Ausstellung "museum global"

Die Kunstsammlung NRW will weg vom Eurozentrismus

Schwarze Umrisse abstrakter Formen gezeichnet auf eine Fläche aus gelb, dunkel- und hellrot sowie weiß
Auch Kunst des nigerianischen Künstlers Uche Okeke – hier das Gemälde "Ana Mmu (Land of the Dead)" – ist in der Ausstellung "museum global" zu sehen. © Franko Khoury/Kunstsammlung NRW
Von Michael Köhler · 06.11.2018
In der Ausstellung "Museum global" beschäftigen sich Kuratoren der Kunstsammlung NRW erstmals mit dem Ursprung ihrer Sammlung. Dabei führen sie den Besucher in kleinen Geschichten nach Brasilien oder Nigeria - und hinterfragen das eurozentrische Bild.
Die Kunstsammlung NRW ist seit ihren Anfängen eine klassisch westliche Sammlung der europäischen und nordamerikanischen Moderne. Kein modernes Museum – und das betrifft nicht nur Düsseldorf – hatte damals eine globale Perspektive, gibt Direktorin Susanne Gaensheimer zu bedenken: "Auch in den Kunstwissenschaften und Geisteswissenschaften hat sich eben die Perspektive vollkommen grundlegend verändert und man stellt heute die bei uns bislang gültige eurozentrische Haltung grundsätzlich in Frage."

SCHRIFTLICHE AUFGABEN →
1) Kürze den Absatz des Auszugs, der mit „Die Kunstsammlung NRW ist seit ihren Anfängen“ beginnt, auf zwei Sätze und behalte dabei seine wesentlichen Aussagen.
2) Suche in den Zeilen jede Zeile, die die Zeichenfolge „stone“ enthält, und schreibe sie vollständig ab. Achte dabei auf Groß- und Kleinschreibung.
Die Zeilen haben mit dem Auszug nichts zu tun.

BEREITGESTELLTE EINTRÄGE →

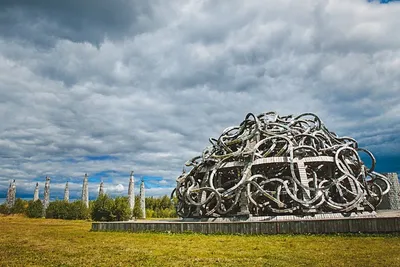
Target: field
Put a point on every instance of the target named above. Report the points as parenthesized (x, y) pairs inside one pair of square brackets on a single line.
[(45, 242)]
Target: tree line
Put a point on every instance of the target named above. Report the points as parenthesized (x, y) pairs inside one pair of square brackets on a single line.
[(104, 208)]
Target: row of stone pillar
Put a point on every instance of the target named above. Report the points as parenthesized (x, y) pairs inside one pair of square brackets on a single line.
[(85, 193)]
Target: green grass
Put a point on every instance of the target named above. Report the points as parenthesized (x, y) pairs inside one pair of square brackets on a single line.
[(45, 242)]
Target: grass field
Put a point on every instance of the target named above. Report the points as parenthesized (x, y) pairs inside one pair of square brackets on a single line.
[(45, 242)]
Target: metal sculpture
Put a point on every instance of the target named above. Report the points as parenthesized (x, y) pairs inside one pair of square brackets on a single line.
[(85, 191), (279, 165)]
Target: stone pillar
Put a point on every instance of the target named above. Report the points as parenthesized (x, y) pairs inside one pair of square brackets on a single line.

LÖSUNGEN JE AUFGABE →
1) Die Kunstsammlung NRW ist von Beginn an eine klassisch westliche Sammlung der europäischen und nordamerikanischen Moderne. Damals hatte laut Direktorin Susanne Gaensheimer kein modernes Museum eine globale Perspektive, doch in den Kunst- und Geisteswissenschaften hat sich der Blick grundlegend verändert, und die bisher gültige eurozentrische Haltung wird heute grundsätzlich infrage gestellt.

2)
Target: row of stone pillar
Target: stone pillar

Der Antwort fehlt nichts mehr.